_Actions to take_:
[1] In the thread on traceroute across an MPLS core, what does the local PE do with returning response traffic instead of processing it at first?
[2] Translate this sentence from the MPLS traceroute thread into Spanish: "I will investigate a PR on the monitor traffic."

_Given text_:
[j-nsp] Weird traceroute across MPLS core using labeled-unicastIBGP

Mon Mar 8 14:56:55 EST 2004

In-line please

> -----Original Message-----
> From: juniper-nsp-bounces at puck.nether.net 
> [mailto:juniper-nsp-bounces at puck.nether.net] On Behalf Of 
> Daniel Roesen
> Sent: Monday, March 08, 2004 11:25 AM
> To: juniper-nsp at puck.nether.net
> Subject: Re: [j-nsp] Weird traceroute across MPLS core using 
> labeled-unicastIBGP
> 
> 
> On Mon, Mar 08, 2004 at 10:37:34AM -0800, harry wrote:
> > I will investigate a PR on the monitor traffic. Does seem broke. I 
> > will let you know.
> 
> Thanks.
> 
> > 1. If the traffic is sourced from the CE, then monitor traffic does 
> > not function on PE/P routers (as you know.) On traffic 
> from/to the CE 
> > there is no MPLS/VPN encapsulation, again as I am sure that 
> you know.
> 
> ACK.
> 
> > 2. If you ping/traceroute from the local PE, say PE-1, to 
> the remote 
> > VRF interface or CE, then the path of the ICMP traffic is from the 
> > local PE to remote PE via mpls forwarding. When the remote PE/CE 
> > responds to the ping or traceroute the returning traffic, 
> even though 
> > addressed to the VRF interface on the local PE, is *not* initially 
> > processed by the local PE. Instead, the local PE pops the label and 
> > forwards the traffic to the local CE, which then routes the traffic 
> > back to the local PE where the response traffic is detected.

_Entries provided_:
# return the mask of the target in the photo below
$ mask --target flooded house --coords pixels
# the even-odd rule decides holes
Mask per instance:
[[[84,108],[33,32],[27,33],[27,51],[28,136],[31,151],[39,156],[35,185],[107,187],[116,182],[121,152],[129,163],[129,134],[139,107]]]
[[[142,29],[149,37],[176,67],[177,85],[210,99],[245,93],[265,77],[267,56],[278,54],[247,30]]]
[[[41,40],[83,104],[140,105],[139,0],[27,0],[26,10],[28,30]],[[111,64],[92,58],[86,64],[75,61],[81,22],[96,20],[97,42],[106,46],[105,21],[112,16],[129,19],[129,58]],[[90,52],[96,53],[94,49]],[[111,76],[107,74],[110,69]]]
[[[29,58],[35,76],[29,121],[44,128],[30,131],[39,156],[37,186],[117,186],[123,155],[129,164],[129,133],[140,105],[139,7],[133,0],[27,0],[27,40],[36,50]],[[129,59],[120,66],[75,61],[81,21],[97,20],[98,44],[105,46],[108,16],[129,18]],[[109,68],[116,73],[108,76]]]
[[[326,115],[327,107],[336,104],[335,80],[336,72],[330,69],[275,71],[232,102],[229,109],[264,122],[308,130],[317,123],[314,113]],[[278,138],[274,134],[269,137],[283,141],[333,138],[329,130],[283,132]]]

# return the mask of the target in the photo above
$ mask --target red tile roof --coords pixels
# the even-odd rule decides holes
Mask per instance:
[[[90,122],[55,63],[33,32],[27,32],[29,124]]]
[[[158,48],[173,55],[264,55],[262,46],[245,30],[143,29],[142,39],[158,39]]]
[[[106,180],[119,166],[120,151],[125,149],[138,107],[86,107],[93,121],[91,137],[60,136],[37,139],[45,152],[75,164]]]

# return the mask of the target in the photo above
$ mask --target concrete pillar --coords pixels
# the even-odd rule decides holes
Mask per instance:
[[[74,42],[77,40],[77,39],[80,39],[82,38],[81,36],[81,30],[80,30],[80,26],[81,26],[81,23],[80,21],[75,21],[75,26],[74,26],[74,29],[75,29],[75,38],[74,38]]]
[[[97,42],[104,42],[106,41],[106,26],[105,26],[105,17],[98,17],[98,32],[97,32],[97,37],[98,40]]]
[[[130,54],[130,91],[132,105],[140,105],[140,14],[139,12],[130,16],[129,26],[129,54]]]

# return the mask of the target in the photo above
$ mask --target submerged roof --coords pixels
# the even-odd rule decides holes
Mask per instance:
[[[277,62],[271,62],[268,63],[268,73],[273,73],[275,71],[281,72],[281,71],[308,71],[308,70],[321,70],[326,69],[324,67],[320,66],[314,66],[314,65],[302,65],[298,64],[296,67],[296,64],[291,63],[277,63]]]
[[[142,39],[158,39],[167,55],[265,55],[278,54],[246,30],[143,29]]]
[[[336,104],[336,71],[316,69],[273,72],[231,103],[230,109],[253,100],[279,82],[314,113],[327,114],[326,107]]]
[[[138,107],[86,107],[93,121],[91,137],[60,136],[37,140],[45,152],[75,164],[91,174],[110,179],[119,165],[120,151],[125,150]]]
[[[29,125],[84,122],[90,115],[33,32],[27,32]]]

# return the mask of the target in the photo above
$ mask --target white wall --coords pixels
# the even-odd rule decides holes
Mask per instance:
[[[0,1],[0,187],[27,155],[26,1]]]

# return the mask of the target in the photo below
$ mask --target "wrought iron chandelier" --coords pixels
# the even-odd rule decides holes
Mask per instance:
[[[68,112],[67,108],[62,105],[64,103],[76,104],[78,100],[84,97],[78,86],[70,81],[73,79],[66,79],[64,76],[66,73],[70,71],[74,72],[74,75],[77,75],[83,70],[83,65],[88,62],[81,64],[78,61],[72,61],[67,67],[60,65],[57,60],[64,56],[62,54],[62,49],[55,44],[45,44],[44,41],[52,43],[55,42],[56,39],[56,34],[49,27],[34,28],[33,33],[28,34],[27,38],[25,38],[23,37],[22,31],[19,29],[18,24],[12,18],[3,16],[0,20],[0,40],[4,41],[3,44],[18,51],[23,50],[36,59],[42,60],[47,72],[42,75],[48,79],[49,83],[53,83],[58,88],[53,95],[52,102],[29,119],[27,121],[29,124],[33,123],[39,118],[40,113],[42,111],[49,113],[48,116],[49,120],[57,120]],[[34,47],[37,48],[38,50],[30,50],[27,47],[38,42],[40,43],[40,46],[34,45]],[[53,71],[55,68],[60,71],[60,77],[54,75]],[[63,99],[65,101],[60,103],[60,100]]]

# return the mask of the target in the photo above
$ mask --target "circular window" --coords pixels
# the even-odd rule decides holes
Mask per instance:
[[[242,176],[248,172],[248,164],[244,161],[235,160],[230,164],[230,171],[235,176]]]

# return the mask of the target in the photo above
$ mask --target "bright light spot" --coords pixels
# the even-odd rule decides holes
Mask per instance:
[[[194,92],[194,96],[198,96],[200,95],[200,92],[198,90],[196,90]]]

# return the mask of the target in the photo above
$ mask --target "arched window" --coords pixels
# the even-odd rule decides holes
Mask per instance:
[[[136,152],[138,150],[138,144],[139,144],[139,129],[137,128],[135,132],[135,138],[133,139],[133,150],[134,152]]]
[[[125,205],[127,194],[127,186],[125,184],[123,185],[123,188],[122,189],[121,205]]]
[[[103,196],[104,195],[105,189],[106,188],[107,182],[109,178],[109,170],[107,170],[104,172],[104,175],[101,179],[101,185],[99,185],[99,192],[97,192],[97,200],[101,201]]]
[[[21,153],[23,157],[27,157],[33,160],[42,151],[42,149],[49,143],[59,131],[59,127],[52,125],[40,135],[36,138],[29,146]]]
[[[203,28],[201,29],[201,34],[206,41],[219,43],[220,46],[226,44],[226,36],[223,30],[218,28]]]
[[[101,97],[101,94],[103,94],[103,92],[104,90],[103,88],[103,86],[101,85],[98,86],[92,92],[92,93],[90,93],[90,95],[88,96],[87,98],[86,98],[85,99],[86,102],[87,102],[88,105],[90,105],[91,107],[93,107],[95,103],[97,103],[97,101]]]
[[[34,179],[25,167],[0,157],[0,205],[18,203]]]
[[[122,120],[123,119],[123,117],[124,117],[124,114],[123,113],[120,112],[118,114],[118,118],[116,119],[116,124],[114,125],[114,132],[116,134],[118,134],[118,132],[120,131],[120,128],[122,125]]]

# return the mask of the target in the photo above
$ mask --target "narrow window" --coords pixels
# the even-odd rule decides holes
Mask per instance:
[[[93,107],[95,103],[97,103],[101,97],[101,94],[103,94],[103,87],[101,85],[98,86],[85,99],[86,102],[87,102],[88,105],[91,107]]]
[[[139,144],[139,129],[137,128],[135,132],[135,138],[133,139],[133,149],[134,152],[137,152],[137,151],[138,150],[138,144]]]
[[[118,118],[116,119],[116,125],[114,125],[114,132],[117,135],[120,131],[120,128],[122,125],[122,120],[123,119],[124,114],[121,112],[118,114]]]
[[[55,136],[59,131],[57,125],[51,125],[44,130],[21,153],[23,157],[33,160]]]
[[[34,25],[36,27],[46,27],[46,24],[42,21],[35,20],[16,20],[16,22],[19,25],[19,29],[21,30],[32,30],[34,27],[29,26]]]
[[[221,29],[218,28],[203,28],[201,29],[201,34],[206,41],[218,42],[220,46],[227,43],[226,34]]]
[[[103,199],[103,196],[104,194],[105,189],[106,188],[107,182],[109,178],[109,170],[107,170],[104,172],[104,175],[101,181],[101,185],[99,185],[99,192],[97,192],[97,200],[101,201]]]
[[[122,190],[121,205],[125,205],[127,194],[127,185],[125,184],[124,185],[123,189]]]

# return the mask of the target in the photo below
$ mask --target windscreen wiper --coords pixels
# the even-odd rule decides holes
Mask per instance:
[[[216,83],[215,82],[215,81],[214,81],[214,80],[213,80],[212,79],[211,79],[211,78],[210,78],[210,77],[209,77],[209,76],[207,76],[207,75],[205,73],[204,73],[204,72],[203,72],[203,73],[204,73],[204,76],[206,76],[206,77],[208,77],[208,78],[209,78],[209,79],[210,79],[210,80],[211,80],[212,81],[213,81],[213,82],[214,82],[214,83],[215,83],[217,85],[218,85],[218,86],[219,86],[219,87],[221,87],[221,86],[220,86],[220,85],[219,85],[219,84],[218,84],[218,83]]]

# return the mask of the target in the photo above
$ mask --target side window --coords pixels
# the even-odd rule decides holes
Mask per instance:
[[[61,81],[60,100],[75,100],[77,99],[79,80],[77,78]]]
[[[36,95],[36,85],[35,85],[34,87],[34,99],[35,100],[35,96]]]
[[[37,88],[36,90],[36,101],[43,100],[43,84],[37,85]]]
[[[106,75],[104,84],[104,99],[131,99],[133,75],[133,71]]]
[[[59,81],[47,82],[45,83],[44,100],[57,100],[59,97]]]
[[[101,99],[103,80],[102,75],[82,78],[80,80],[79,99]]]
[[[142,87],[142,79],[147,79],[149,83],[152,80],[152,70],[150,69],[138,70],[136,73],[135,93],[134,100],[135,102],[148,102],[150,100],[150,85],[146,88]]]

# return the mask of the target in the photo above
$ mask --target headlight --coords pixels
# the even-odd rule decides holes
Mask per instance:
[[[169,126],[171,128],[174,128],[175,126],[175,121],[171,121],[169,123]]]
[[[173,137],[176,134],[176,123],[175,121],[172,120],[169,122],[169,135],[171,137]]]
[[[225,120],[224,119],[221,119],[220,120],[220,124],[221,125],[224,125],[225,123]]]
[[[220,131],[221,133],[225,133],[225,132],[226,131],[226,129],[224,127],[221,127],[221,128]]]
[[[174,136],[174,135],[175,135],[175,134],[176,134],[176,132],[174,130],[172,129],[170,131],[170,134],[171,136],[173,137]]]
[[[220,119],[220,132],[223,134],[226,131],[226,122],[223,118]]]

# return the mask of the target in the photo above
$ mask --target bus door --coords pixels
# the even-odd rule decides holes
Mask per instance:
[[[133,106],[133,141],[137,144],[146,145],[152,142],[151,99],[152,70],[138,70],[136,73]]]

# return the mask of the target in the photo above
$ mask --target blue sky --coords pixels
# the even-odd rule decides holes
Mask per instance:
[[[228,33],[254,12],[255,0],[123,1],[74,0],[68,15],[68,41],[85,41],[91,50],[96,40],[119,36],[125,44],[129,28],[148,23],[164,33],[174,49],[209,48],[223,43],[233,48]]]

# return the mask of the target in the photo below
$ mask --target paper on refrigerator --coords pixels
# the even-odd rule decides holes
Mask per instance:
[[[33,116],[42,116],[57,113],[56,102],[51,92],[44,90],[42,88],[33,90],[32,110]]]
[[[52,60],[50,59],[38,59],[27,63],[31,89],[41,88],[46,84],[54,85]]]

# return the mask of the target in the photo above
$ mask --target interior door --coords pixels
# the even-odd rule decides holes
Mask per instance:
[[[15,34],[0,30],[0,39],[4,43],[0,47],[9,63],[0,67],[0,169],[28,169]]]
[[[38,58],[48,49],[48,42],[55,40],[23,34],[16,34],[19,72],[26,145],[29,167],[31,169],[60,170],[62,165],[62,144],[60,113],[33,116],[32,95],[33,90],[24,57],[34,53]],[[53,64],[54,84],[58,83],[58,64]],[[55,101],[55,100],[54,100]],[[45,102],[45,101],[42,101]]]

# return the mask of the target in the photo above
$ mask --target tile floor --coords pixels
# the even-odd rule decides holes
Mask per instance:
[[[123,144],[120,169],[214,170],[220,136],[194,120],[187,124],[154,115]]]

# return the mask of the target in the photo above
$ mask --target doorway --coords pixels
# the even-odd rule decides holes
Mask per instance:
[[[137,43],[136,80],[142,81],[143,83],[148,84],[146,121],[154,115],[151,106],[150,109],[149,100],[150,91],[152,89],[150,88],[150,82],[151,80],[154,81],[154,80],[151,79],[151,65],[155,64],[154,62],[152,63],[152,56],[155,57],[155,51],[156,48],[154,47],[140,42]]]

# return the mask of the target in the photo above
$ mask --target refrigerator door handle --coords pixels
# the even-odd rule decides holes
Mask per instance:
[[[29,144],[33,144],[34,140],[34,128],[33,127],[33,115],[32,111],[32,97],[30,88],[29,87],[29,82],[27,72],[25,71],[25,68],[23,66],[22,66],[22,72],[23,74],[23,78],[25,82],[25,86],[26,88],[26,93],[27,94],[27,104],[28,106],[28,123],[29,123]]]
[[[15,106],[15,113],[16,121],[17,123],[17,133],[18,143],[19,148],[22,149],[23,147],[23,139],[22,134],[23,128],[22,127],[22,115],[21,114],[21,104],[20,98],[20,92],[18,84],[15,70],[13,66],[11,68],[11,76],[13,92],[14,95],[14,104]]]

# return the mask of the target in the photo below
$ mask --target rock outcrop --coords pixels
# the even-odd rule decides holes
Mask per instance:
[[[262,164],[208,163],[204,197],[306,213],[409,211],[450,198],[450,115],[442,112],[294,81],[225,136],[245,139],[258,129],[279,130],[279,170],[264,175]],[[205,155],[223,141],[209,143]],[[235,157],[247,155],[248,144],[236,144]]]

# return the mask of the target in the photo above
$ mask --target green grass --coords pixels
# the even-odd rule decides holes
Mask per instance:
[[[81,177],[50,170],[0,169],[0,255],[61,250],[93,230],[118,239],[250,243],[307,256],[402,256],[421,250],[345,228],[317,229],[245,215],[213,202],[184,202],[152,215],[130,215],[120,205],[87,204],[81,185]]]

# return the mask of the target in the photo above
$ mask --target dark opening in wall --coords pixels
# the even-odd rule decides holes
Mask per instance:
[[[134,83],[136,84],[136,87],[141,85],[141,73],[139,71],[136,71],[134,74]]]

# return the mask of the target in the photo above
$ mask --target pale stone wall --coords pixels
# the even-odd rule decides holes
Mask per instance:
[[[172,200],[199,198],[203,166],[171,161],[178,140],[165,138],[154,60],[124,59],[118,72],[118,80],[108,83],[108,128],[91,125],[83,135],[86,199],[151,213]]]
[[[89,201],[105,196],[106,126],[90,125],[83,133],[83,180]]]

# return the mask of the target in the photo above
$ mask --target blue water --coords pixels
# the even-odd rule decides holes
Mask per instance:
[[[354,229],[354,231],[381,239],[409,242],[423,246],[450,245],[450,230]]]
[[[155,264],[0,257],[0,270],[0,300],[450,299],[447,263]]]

_Responses to the exercise_:
[1] It pops the label and forwards the traffic to the local CE, which then routes it back to the local PE.

[2] Investigaré un PR sobre el monitor traffic.